[begin DOCUMENT SECTION]
# Temperament & Generation (Write your MBTI)



## Obscure

I was motivated by @*Antipode* in http://personalitycafe.com/generati...at-your-personality-types-22.html#post4638067 to make this thread.

Sadly, it isn't possible to do a poll with all the MBTI and generations separably.


Yeeey my first poll *flying balloons*


----------



## Glenda Gnome Starr

"baby boomer"
esfp
at least for today
maybe it will change tomorrow
don't like to be in a box...


----------



## Kingdom Crusader

I'm an INTP. I just missed Generation X by one year.


----------



## Obscure

Technically as PerC suggests I'm a *Generation X*, but personally I'm both *Generation Y* & *X*. I sure had put one year older when I'd joined. I'm born in 1995.

*INTJ*.


----------



## JTHearts

I'm generation Z and ENFJ


----------



## CaptainShawnee

Gen Z INFP


----------



## FakeLefty

Generation Z and ESTP.


----------



## QrivaN

Generation Z and I think I'm an INFJ? That's how I see myself, at least. Can't say for how others think of me.


----------



## LandOfTheSnakes

I guess I'll go with Generation Z since that's what the forum classifies me as haha and INFP.


----------



## PolystyreneMan

ISTJ generation X.


----------



## knightinblueandyellow

gen Z ESTP.


----------



## TGW

walking tourist said:


> "baby boomer"
> esfp
> at least for today
> maybe it will change tomorrow
> don't like to be in a box...


Why not? Boxes are stylish these days.


----------



## DualGnosis

For some reason I'm extremely surprised at the amount of Gen Z's on this forum, in my head you all remind me of my baby cousins. But then I realized that one is already in high school thinking about college. 

Time flies.

-INTP, Millennial (Gen Y)


----------



## shakti

Gen Y, ENFJ


----------



## Ad Astra

Generation Z INFJ!


----------



## blood roots

INTJ, actually '94 Gen. Y but marked as Gen. Z because ??


----------



## Obscure

etarnov said:


> INTJ, actually '94 Gen. Y but marked as Gen. Z because ??


Oooo an INTJ like me ^^ I'm born in 95, but I'm Gen Y on Perc probably because I've put myself older while signing up.
Anywhos, personally I think I'm 70% Y 30 % Z.


----------



## guessesandhunches

Generation Z, INTP.


----------



## guessesandhunches

Technically it's a semi-permeable membrane. (I can't reply to the original message off my phone for some reason.) You can have some ISFJ qualities or characteristics while being an INTJ because that bit of S and F you have may manifest itself in different ways that are similar to that of another type or category. If you feel you're switching often, you might be a near even split between the letters in whatever MBTI types you identify with.


----------



## Obedear

INTJ
Gen Y


----------
[end DOCUMENT SECTION]
▸ **WHAT TO DO**:
- A) In the forum thread, by how many years does Kingdom Crusader say they missed Generation X?
- B) From the forum thread, give back the passage that opens with the words containing "## DualGnosis" and closes with "thinking about college.".
[begin INFORMATION SUPPLIED]
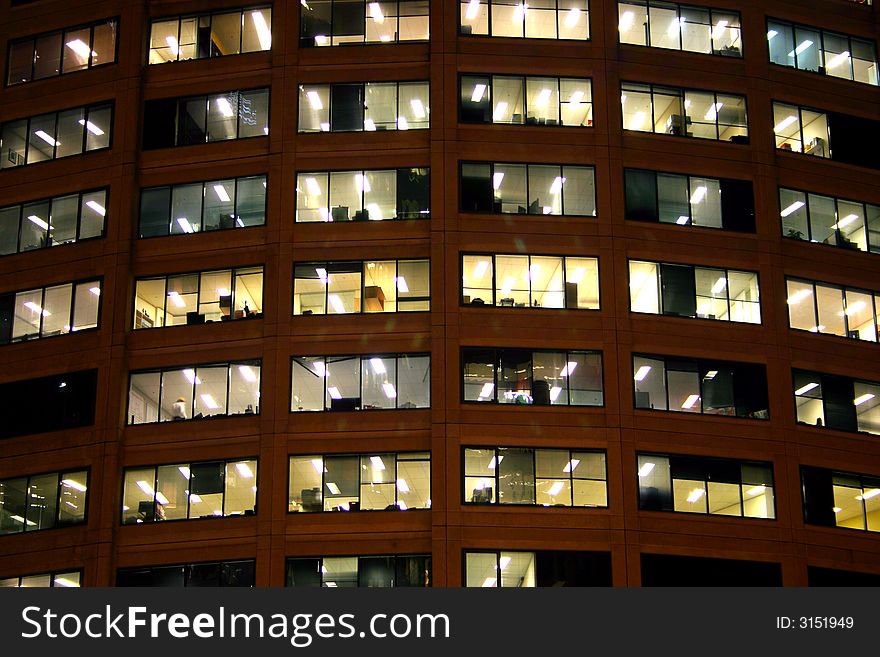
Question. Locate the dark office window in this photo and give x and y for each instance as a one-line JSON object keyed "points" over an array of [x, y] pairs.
{"points": [[704, 386], [50, 403], [515, 569], [676, 570], [689, 200], [224, 573], [359, 571], [834, 577], [204, 119]]}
[end INFORMATION SUPPLIED]
▸ **WORKED SOLUTIONS**:
- A) One year.

- B)
## DualGnosis

For some reason I'm extremely surprised at the amount of Gen Z's on this forum, in my head you all remind me of my baby cousins. But then I realized that one is already in high school thinking about college.